------ Extrait à lire ------

Arrachez ! Il y a malgré vous quelque chose
Que j'emporte, et ce soir, quand j'entrerai chez Dieu,
Mon salut balaiera largement le seuil bleu,
Quelque chose que sans un pli, sans une tache,
J'emporte malgré vous,
Il s'élance l'épée haute.
Et c'est... »
- Rien d’aussi romanesque mais des regrets, sans doute. Oui, qu’est-ce que j’étais convainquant. Je me souviens que ma notoriété ( VANITAS, VANITATUM ET OMNIA VANITAS mais cette idée ne m'effleurait pas !) était si grande et mon talent si recherché que ce sont les directeurs artistiques qui venaient me visiter dans mon ermitage du Lubéron !
- Un peu comme François I qui visitait Léonard en son manoir de Cloux ?

------

* _Énoncé A_
Recopiez toutes les lignes fournies, consignes comprises, en ajoutant 80 à chaque nombre des coordonnées de boîtes données en réponse, sans modifier les consignes ni les exemples de format. Commencez à la ligne qui contient "spot pearl necklace | bbox" et arrêtez-vous après celle qui contient "(378, 278), (394, 292)".

------ Lignes fournies ------

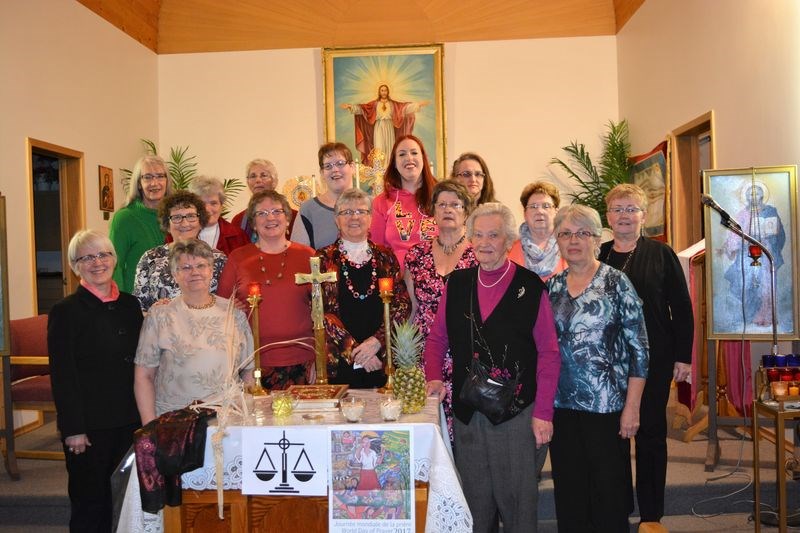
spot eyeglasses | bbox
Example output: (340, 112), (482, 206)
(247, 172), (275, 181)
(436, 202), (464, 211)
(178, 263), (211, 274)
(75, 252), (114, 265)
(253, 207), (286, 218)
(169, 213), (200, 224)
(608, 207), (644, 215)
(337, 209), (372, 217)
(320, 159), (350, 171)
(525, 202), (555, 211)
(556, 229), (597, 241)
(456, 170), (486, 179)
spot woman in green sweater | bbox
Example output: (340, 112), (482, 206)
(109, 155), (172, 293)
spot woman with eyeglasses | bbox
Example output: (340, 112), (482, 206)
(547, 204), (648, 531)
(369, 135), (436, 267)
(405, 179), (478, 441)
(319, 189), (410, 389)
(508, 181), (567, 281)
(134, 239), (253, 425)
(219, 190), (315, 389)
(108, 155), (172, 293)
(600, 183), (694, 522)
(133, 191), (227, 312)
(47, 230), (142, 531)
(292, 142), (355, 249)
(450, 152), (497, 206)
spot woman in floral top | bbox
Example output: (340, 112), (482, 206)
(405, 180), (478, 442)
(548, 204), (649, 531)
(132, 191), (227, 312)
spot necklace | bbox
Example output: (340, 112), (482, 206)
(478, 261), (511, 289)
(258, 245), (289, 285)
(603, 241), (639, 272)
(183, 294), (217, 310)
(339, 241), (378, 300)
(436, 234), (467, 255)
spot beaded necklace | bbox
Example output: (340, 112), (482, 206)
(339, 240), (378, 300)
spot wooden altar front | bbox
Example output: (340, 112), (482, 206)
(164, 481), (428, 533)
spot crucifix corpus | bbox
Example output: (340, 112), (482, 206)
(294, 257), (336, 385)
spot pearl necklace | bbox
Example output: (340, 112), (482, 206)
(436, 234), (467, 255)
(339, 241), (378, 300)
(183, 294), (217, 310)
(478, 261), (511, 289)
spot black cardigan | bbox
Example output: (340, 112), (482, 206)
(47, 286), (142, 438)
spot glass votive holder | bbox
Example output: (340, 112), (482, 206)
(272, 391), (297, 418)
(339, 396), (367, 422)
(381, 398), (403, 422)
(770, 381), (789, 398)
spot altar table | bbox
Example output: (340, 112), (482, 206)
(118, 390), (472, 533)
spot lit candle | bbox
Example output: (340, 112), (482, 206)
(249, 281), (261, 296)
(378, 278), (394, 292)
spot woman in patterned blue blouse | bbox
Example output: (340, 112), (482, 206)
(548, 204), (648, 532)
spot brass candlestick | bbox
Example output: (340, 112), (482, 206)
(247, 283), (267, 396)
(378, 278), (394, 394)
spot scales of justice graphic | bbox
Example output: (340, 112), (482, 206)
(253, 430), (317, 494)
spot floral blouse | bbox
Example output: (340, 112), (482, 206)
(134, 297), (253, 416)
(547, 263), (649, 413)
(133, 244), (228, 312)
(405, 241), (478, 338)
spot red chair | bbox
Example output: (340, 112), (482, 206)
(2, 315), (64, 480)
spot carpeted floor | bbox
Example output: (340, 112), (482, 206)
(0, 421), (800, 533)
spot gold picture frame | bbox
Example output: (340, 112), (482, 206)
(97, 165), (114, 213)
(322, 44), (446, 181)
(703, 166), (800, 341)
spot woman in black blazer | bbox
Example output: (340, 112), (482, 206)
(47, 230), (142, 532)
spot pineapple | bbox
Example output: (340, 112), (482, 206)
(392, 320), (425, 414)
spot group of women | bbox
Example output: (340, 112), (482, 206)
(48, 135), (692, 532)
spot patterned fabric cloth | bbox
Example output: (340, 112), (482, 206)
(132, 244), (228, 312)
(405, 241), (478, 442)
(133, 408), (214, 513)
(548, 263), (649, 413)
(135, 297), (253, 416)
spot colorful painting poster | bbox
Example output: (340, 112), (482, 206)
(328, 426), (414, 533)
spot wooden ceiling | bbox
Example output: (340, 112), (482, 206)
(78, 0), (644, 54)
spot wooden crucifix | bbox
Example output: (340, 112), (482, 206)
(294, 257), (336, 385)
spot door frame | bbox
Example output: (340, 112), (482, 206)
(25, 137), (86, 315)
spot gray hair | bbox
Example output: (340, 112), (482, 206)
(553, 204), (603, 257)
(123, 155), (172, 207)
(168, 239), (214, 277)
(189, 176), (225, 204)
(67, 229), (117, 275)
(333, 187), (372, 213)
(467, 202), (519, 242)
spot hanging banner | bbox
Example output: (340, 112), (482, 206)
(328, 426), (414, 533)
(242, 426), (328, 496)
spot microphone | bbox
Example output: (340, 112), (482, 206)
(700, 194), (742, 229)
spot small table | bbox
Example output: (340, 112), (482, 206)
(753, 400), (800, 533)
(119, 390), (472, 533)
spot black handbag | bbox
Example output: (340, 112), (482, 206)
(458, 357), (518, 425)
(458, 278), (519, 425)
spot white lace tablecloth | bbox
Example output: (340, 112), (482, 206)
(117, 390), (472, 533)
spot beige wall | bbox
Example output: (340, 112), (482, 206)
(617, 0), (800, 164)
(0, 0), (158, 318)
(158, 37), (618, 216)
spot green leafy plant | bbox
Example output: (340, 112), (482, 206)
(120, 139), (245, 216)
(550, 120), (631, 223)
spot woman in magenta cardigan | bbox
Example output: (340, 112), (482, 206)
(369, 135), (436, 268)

------

* _Énoncé B_
Transcrivez à l'identique le passage de l'extrait qui commence aux mots "- Rien d’aussi" et se termine après "manoir de Cloux ?".

* _Réponse attendue A_
spot pearl necklace | bbox
Example output: (340, 112), (482, 206)
(516, 314), (547, 335)
(419, 321), (458, 380)
(263, 374), (297, 390)
(558, 341), (591, 369)
spot black cardigan | bbox
Example output: (340, 112), (482, 206)
(127, 366), (222, 518)
spot glass votive holder | bbox
Example output: (340, 112), (482, 206)
(352, 471), (377, 498)
(419, 476), (447, 502)
(461, 478), (483, 502)
(850, 461), (869, 478)
spot altar table | bbox
Example output: (340, 112), (482, 206)
(198, 470), (552, 613)
spot lit candle | bbox
Example output: (340, 112), (482, 206)
(329, 361), (341, 376)
(458, 358), (474, 372)

* _Réponse attendue B_
- Rien d’aussi romanesque mais des regrets, sans doute. Oui, qu’est-ce que j’étais convainquant. Je me souviens que ma notoriété ( VANITAS, VANITATUM ET OMNIA VANITAS mais cette idée ne m'effleurait pas !) était si grande et mon talent si recherché que ce sont les directeurs artistiques qui venaient me visiter dans mon ermitage du Lubéron !
- Un peu comme François I qui visitait Léonard en son manoir de Cloux ?